• [Material for the task]

━━━━━━

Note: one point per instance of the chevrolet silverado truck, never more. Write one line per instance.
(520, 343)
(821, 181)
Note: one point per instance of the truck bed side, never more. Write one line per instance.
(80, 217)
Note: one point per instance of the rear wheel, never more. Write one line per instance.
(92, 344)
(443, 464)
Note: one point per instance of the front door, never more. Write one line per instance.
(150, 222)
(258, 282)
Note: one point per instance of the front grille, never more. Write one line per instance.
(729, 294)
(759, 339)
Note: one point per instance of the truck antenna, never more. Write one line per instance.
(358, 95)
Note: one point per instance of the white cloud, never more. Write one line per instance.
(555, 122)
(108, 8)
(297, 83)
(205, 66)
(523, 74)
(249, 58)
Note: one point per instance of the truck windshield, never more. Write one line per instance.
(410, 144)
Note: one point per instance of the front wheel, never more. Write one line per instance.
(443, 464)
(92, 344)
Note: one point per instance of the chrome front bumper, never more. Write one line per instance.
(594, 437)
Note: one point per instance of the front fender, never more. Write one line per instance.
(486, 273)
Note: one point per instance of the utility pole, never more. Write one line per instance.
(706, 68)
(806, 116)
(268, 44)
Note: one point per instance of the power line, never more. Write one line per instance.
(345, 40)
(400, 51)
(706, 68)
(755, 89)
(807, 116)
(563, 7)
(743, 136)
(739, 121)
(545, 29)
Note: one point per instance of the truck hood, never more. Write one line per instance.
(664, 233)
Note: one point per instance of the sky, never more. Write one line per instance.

━━━━━━

Rewrite all of the records above, substituting "a separate line for each instance" for every occurrence of "one line per instance" and leaving everything else unchanged.

• [Answer for this exercise]
Note: one point per instance of the chevrolet silverado truck, never more. Write a separate line for each instance.
(520, 343)
(821, 181)
Note: one point per instance of the truck bed side, never more. Write a separate line for each instance.
(80, 217)
Note: one point per instance of the rear wheel, never more. Write a separate line for each instance.
(92, 344)
(443, 464)
Note: one point per instance of the front door, never more. Write a separate line for each instance.
(150, 222)
(258, 282)
Note: one point per instance of the front grille, never more. Write a separate line for each instance.
(729, 294)
(759, 339)
Note: one point per instance of the truck antenna, never more. Write a separate line for each instance.
(358, 95)
Note: one point per instance of the white cloud, never more. Write a separate line for each instance.
(555, 122)
(108, 8)
(297, 83)
(205, 66)
(523, 74)
(249, 58)
Note: one point per instance of the truck windshield, never more. Write a separate line for each instance.
(410, 144)
Note: one point per instance of the front wheel, never more. Write a separate line for each instance.
(443, 464)
(92, 344)
Note: one point per instance of the chrome front bumper, never more. Write a separate line for each instance.
(594, 437)
Note: one point per instance of the front fender, never more. Write a separate line for each instance.
(486, 273)
Note: one point per instance of the utility pole, never more. Write a separate line for each instance.
(706, 68)
(806, 116)
(268, 44)
Note: one point per instance of the power line, never more. Write a separate line for each instance.
(345, 40)
(400, 51)
(706, 68)
(755, 89)
(807, 116)
(563, 7)
(743, 136)
(739, 121)
(545, 29)
Note: one point per instance of the truck hood, never more. Write a separate line for each instance.
(664, 233)
Note: one point per instance of the sky, never more. Write a separate line for each instance.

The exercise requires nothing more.